> [TASK PROMPT]: Quote the entries below word for word, leaving out the pictures.

> [RECORDS PROVIDED]:
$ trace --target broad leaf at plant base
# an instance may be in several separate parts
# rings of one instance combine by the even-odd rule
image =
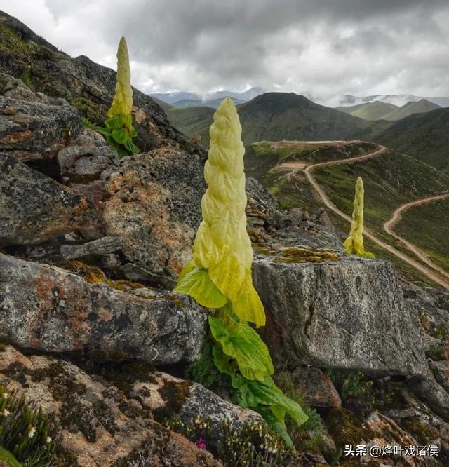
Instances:
[[[248,379],[262,381],[273,374],[274,368],[267,346],[246,323],[235,316],[222,320],[209,316],[210,332],[223,353],[235,360],[240,372]]]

> [THE SOLUTION]:
$ trace --target broad leaf at plant base
# an instance may be in several separate parts
# rings of one instance combine by the even-odd rule
image =
Instances:
[[[248,379],[262,381],[273,374],[274,368],[267,346],[246,323],[235,316],[222,320],[209,316],[210,332],[223,353],[235,360],[240,372]]]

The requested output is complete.